REQUIRED WORK: Identify every line in the data below that contains the string "building" and copy each of those lines. Matches are case-sensitive.

=-=-=-=-=

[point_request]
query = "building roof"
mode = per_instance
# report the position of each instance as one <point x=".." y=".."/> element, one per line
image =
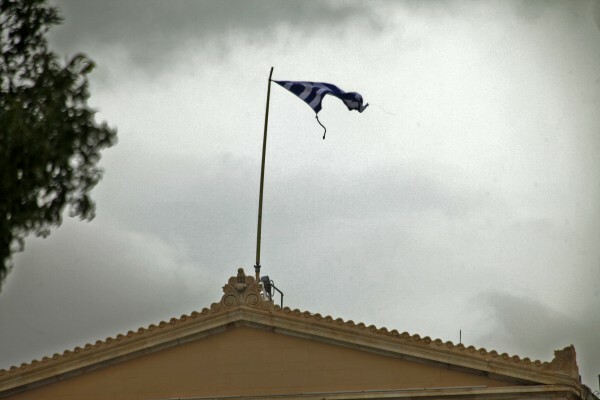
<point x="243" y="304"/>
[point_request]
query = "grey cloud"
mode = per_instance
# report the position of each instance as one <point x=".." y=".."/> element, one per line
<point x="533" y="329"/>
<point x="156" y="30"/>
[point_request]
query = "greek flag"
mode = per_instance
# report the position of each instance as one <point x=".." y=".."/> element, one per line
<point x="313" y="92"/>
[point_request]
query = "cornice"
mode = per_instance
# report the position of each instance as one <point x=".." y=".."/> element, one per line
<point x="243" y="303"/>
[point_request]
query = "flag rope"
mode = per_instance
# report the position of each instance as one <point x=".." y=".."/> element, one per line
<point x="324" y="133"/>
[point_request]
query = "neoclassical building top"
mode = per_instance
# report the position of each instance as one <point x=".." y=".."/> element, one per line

=-=-=-=-=

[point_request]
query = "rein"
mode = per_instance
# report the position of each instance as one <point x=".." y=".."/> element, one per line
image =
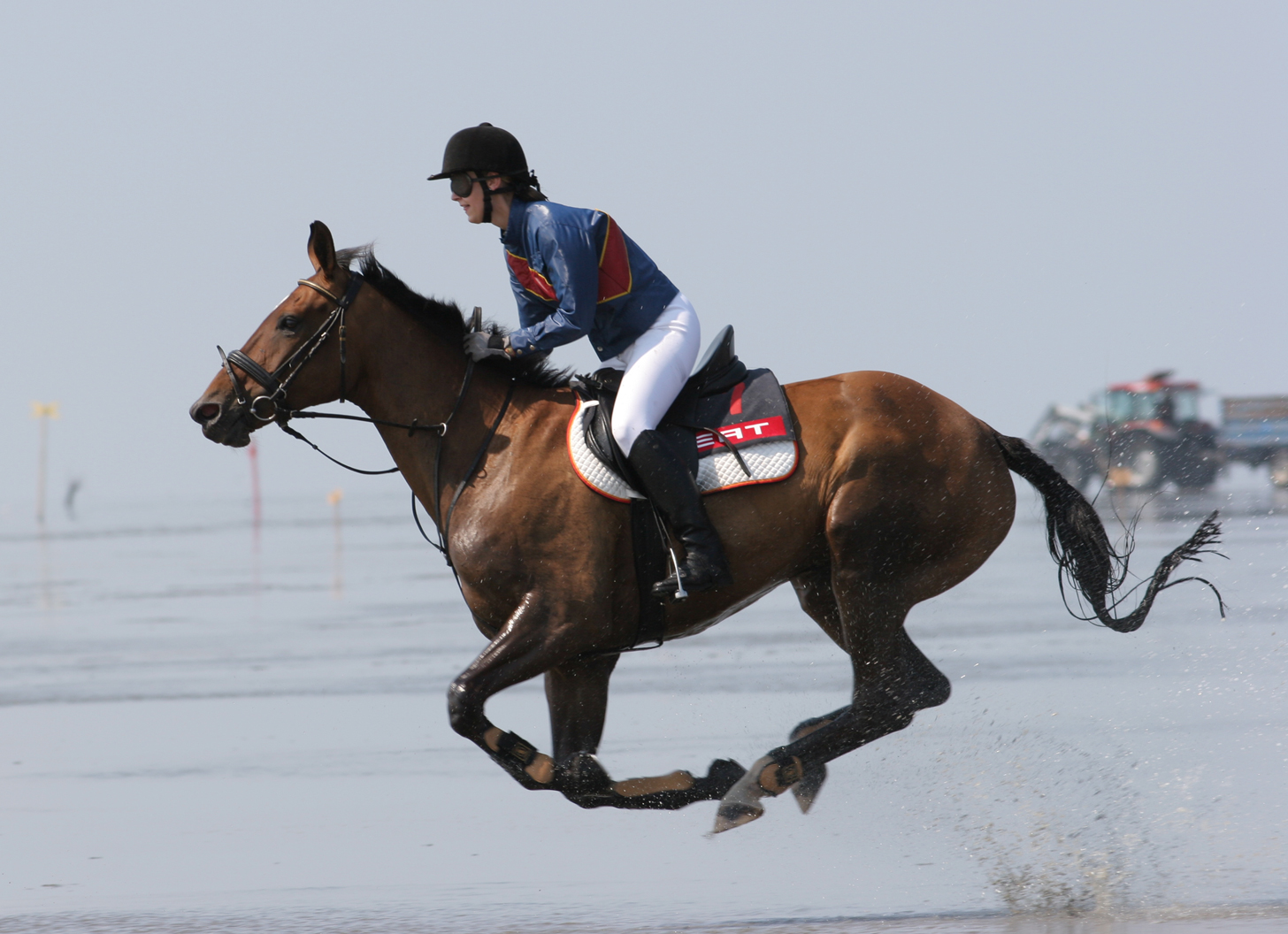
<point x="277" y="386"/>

=-=-=-=-=

COMPLETED EXERCISE:
query = "building roof"
query = "neoclassical building top"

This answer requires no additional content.